*** Exercise inputs

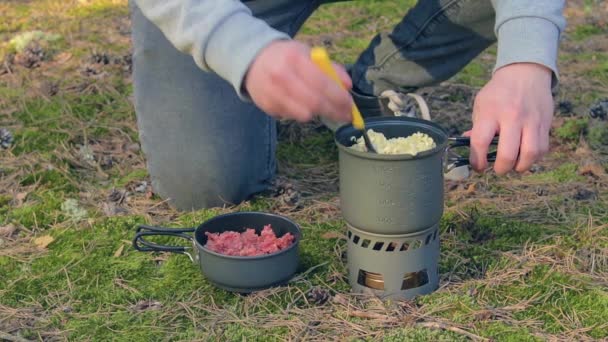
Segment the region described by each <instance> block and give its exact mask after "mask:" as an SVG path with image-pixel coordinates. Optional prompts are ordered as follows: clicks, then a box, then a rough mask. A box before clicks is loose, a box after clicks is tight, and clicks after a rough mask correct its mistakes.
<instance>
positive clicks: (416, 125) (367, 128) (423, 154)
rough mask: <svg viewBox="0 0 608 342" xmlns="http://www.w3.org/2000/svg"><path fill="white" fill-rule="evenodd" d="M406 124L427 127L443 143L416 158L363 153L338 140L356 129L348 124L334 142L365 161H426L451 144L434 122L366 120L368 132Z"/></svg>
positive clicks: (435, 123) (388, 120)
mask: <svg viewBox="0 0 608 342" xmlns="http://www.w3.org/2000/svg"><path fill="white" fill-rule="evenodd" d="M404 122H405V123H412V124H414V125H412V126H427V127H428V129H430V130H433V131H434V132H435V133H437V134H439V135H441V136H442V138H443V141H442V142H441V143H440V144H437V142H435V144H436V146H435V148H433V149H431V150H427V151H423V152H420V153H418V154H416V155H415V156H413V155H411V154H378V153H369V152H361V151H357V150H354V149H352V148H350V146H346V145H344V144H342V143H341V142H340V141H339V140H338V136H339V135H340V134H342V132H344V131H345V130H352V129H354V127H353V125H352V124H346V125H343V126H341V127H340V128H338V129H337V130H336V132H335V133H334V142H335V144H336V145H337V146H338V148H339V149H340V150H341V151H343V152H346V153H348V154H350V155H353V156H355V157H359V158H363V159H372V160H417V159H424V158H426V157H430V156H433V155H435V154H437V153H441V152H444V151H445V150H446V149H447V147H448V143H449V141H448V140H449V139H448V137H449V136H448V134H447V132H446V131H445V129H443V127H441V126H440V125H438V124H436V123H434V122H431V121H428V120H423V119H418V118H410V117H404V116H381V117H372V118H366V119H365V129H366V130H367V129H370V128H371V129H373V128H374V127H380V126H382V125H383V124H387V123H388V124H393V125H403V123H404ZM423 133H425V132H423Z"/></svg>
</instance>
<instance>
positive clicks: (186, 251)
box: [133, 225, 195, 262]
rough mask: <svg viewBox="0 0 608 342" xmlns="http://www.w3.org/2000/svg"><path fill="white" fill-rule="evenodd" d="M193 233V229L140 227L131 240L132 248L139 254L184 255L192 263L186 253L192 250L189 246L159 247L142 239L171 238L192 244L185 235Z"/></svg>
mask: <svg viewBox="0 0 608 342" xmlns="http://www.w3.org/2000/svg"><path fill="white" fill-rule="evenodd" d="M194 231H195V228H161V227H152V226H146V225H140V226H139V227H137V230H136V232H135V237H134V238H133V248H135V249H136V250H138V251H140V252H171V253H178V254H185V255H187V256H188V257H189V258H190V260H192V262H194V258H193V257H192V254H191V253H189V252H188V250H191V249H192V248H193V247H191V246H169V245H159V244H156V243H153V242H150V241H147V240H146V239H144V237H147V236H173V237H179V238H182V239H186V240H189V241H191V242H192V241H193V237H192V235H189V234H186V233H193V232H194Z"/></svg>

******
*** Exercise inputs

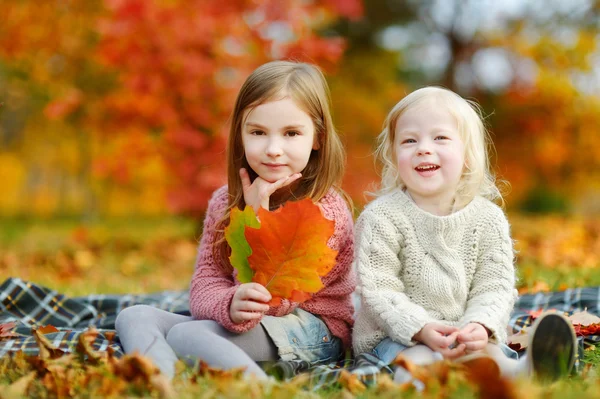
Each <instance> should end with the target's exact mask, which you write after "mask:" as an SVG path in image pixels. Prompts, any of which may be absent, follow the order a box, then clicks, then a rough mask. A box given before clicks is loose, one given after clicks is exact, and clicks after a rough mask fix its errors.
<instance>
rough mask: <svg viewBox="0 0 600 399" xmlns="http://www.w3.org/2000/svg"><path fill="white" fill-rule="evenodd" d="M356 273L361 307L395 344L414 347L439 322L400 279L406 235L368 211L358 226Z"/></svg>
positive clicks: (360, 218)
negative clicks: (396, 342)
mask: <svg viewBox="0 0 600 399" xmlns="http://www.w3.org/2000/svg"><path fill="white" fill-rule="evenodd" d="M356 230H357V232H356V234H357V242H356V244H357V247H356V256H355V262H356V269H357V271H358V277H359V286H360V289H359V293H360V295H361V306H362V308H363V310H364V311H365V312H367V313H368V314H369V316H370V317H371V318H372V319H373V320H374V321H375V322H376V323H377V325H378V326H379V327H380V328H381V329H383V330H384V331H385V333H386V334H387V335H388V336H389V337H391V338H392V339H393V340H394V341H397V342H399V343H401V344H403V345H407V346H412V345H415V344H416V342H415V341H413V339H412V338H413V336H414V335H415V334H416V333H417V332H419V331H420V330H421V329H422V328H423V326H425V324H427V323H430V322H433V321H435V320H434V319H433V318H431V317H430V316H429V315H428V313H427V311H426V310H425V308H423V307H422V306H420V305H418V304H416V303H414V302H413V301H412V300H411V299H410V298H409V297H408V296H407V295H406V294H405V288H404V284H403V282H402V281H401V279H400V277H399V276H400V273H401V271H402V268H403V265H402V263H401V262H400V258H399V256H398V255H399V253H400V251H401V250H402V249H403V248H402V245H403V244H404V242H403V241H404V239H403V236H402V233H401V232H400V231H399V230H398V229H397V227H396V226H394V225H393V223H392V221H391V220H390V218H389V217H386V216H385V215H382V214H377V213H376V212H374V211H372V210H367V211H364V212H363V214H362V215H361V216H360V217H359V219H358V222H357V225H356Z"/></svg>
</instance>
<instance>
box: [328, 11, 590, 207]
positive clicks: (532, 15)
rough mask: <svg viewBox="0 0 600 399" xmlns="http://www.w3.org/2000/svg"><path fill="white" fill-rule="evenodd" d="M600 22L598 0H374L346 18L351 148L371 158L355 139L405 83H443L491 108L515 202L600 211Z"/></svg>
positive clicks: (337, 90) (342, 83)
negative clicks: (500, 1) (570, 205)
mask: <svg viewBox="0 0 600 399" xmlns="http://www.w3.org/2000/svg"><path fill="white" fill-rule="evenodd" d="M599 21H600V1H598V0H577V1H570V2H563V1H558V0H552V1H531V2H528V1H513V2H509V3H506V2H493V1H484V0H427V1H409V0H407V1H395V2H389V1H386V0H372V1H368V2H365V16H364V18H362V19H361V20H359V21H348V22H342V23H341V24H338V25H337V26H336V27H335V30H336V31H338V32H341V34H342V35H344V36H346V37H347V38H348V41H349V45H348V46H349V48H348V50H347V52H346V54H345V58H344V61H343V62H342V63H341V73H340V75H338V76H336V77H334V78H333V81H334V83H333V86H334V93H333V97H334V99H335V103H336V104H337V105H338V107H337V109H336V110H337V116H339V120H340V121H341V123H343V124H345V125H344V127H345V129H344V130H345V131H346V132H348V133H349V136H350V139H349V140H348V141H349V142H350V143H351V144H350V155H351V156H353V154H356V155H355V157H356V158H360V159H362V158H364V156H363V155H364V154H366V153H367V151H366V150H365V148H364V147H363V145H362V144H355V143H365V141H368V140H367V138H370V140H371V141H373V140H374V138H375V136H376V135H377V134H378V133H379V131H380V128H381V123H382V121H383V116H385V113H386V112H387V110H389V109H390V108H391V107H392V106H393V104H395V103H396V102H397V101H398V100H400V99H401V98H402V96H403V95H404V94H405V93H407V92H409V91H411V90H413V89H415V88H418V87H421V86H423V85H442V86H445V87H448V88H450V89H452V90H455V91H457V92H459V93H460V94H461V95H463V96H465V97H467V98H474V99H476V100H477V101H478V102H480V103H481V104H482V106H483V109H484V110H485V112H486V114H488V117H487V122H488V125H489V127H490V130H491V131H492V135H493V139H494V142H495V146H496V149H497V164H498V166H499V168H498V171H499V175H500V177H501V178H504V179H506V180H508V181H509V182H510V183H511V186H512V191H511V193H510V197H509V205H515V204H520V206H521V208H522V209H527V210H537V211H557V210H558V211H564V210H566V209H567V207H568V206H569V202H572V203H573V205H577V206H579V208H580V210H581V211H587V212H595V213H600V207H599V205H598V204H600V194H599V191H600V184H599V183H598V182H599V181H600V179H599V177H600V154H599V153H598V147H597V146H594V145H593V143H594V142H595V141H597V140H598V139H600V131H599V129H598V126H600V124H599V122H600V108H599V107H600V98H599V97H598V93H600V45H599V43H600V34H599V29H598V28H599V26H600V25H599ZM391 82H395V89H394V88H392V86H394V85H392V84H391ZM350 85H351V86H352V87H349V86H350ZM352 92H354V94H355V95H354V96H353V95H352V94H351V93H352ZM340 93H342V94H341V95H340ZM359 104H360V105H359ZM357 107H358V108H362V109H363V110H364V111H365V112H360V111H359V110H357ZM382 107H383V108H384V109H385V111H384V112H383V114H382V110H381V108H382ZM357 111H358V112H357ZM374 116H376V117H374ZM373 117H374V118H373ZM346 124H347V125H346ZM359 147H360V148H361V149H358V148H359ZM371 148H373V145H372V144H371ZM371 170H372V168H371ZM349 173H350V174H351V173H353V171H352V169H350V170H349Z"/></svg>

******
*** Exercise inputs

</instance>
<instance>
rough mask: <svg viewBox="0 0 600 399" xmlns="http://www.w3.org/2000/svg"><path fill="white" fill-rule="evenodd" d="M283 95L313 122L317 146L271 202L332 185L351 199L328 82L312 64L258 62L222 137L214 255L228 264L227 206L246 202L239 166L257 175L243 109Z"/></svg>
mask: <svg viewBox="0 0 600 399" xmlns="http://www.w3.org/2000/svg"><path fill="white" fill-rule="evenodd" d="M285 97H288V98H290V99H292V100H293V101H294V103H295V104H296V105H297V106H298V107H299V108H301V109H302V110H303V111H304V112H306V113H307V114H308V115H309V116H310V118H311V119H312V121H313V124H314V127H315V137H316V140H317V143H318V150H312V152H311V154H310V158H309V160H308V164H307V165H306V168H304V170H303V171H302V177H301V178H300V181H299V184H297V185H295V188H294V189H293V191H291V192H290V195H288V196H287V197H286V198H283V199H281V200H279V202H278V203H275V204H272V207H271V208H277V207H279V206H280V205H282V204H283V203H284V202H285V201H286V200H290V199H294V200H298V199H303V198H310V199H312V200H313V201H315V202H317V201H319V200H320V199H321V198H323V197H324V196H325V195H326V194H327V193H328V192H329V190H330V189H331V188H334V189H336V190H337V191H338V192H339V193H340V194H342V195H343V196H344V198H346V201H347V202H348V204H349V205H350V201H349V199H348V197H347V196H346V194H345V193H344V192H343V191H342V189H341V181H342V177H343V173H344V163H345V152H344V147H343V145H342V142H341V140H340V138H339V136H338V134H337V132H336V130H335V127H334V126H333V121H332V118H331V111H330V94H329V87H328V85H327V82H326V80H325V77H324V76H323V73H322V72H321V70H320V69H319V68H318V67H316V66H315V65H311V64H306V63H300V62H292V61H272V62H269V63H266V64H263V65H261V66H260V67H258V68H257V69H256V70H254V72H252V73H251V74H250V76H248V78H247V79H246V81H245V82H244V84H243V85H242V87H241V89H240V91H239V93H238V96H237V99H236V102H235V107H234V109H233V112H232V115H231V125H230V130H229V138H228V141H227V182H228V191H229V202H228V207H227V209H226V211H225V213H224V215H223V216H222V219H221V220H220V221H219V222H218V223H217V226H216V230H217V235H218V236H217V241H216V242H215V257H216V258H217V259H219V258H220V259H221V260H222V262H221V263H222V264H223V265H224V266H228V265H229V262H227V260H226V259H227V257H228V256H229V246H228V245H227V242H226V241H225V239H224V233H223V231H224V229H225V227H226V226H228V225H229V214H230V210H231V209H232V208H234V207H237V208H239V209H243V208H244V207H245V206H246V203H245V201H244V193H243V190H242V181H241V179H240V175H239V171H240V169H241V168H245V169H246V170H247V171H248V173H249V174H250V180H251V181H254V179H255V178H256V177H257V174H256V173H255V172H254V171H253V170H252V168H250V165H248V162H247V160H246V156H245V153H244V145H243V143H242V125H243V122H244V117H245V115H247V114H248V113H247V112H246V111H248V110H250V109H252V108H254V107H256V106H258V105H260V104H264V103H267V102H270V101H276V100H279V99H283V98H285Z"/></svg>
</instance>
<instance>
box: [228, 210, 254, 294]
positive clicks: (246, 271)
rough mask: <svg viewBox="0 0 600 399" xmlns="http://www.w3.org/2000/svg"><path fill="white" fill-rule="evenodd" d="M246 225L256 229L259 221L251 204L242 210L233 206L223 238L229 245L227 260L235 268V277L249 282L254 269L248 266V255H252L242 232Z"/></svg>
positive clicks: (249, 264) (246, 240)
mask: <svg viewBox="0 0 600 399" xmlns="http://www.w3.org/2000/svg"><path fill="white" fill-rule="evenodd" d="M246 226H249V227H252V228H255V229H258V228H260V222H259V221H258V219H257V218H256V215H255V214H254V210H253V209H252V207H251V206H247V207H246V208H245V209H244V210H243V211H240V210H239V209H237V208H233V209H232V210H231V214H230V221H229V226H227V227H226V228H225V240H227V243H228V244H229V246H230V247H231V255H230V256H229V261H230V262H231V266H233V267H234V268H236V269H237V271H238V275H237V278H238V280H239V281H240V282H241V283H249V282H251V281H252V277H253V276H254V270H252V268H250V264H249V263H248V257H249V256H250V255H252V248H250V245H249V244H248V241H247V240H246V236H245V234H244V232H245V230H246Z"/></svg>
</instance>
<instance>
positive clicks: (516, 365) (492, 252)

******

= Activity =
Reproduce the data word for word, from the line containing "Segment the region" through the line containing "positive clicks: (435, 123) (388, 120)", including both of those lines.

= Result for this task =
Segment the region described by each <instance> block and give its exact mask after "mask:" as an SVG path with image-pixel coordinates. Optional prompts are ordered as follows: clicks, then a box, then a rough mask. A box before clicks is loose, a box after clicks is tight, and clicks after a rough mask correct its mistakes.
<instance>
positive clicks: (416, 125) (367, 128) (423, 154)
rough mask: <svg viewBox="0 0 608 342" xmlns="http://www.w3.org/2000/svg"><path fill="white" fill-rule="evenodd" d="M406 124L427 127L443 143L416 158L363 153L338 140L356 129L348 124L334 142L365 161H426L451 144L434 122L366 120L368 132Z"/></svg>
positive clicks: (435, 123) (388, 120)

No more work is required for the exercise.